### INSTRUCTIONS FOR THE TASK
Copy out each line below exactly as it appears.

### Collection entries

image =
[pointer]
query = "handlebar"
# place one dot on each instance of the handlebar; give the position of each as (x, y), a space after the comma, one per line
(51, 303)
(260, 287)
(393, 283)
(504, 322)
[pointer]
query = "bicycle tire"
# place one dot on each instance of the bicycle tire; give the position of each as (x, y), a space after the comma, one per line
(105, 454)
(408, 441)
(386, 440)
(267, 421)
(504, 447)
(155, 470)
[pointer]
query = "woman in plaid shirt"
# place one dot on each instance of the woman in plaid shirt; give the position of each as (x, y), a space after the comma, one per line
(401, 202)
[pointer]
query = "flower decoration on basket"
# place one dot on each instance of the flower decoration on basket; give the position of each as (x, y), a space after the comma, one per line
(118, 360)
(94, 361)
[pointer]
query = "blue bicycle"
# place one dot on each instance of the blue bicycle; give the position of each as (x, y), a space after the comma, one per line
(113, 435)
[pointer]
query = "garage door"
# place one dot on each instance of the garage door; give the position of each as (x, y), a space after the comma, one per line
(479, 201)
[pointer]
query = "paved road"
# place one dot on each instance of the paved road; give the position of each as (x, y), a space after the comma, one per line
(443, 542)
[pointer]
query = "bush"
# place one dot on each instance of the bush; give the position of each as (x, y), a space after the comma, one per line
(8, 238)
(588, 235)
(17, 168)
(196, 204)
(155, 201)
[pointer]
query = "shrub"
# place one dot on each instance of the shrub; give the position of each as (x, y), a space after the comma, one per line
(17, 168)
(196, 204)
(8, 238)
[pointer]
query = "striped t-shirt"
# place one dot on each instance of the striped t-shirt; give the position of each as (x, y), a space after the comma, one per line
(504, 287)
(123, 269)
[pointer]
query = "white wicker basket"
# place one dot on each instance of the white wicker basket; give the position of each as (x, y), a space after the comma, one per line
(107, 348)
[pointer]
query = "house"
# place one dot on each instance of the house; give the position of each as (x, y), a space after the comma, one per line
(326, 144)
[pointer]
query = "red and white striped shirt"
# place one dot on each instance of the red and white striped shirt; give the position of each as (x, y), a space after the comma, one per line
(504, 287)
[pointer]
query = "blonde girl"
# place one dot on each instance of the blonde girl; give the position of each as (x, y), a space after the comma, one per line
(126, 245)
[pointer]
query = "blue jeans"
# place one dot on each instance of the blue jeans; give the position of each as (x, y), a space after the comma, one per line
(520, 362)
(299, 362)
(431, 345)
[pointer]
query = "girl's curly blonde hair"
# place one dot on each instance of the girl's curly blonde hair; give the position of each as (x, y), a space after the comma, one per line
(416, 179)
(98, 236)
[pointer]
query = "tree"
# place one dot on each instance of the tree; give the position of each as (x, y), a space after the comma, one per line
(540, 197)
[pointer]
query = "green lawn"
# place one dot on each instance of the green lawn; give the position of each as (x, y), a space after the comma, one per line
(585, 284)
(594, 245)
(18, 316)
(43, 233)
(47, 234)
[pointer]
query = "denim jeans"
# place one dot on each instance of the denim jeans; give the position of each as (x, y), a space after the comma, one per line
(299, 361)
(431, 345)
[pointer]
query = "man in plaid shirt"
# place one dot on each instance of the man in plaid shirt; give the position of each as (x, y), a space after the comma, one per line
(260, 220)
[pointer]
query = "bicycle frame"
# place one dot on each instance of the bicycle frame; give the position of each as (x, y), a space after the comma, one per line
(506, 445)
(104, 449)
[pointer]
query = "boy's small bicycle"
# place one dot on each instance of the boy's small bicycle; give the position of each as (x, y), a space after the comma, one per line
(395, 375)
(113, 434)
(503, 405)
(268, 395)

### TASK SOLUTION
image =
[pointer]
query = "handlebar"
# place one dot on each instance of the handlebar; give the position of each as (x, y), a space after the comma, one per line
(51, 303)
(260, 287)
(393, 283)
(504, 322)
[pointer]
query = "bicycle tire"
# place one dot on each instance of the bicycle tire; give the position of each as (x, y), a space after the comma, one per line
(105, 454)
(408, 441)
(386, 440)
(267, 421)
(504, 447)
(155, 470)
[pointer]
query = "woman in plaid shirt"
# place one dot on each instance of the woman in plaid shirt; give the position of each as (x, y), a space after the comma, one per line
(401, 202)
[pointer]
query = "flower decoration on basket"
# place one dot on each instance of the flower decoration on basket; give the position of each as (x, y), a space after the comma, one per line
(118, 360)
(94, 361)
[pointer]
query = "blue bicycle"
# place one dot on each instance of the blue bicycle; give the position of each as (x, y), a space after the comma, one per line
(113, 435)
[pointer]
query = "garage door"
# place one dot on each instance of the garage door; give the position of each as (x, y), a space after the comma, one per line
(479, 201)
[pointer]
query = "paved road"
# place one dot on each instance of the paved road; give the position of each as (x, y), a space after the comma, one per line
(443, 542)
[pointer]
query = "bush"
# place one dot on each instance of the bush; give the position of each as (x, y), a space after the comma, one per line
(8, 238)
(588, 235)
(17, 168)
(196, 204)
(155, 201)
[pointer]
query = "shrub"
# place one dot on each instance of the shrub; give the position of each as (x, y), a space after the comma, one per line
(17, 168)
(196, 204)
(8, 238)
[pointer]
query = "striped t-shirt"
# place one dot on each instance of the striped t-shirt; give the position of each as (x, y), a space after the comma, one per line
(504, 287)
(123, 269)
[pointer]
query = "white wicker basket"
# place one dot on each instance of the white wicker basket; give the position of each as (x, y), a space after the comma, one per line
(107, 348)
[pointer]
query = "house"
# place one dot on each instance of the house; give the position of each as (x, y), a space after the comma, one per line
(326, 144)
[pointer]
query = "red and white striped shirt"
# place one dot on each instance of the red and white striped shirt; give the position of each as (x, y), a space after the comma, one per line
(504, 287)
[pointer]
query = "blonde girl"
# place one dot on each instance of the blonde girl; give the position of each as (x, y), a space after the comma, one per line
(126, 245)
[pointer]
query = "blue jeans"
# place one dot on each instance of the blue jeans; give the position of each as (x, y), a space after the comma, one per line
(520, 362)
(299, 362)
(431, 345)
[pointer]
query = "girl's curly blonde hair"
# place one dot on each instance of the girl's curly blonde hair; give the position of each as (x, y), a space after the comma, one per line
(416, 179)
(98, 236)
[pointer]
query = "tree"
# place one dot on each instance of the tree; give the position of each as (x, y), a space after the comma, one per line
(540, 197)
[pointer]
query = "green lawn"
# place one dot on each instance of the green lawn; give the position of each as (x, y), a space after the comma, one per line
(585, 284)
(594, 245)
(18, 316)
(43, 233)
(47, 234)
[pointer]
query = "denim jeans"
# place one dot on each instance of the denim jeans; give the position of each as (x, y), a space after the comma, one per line
(299, 361)
(431, 345)
[pointer]
query = "man in plaid shirt"
# place one dot on each instance of the man in plaid shirt; give the position of each as (x, y), a space after the comma, one per line
(260, 220)
[pointer]
query = "bicycle frame"
# place one dot on each instance of the bicycle frame; give the position of each as (x, y), a space after the comma, one per line
(506, 445)
(104, 449)
[pointer]
query = "boy's small bicycle"
# place one dot on each instance of the boy's small bicycle; give the position of each as (x, y), a space after the comma, one per line
(395, 375)
(113, 434)
(503, 405)
(268, 395)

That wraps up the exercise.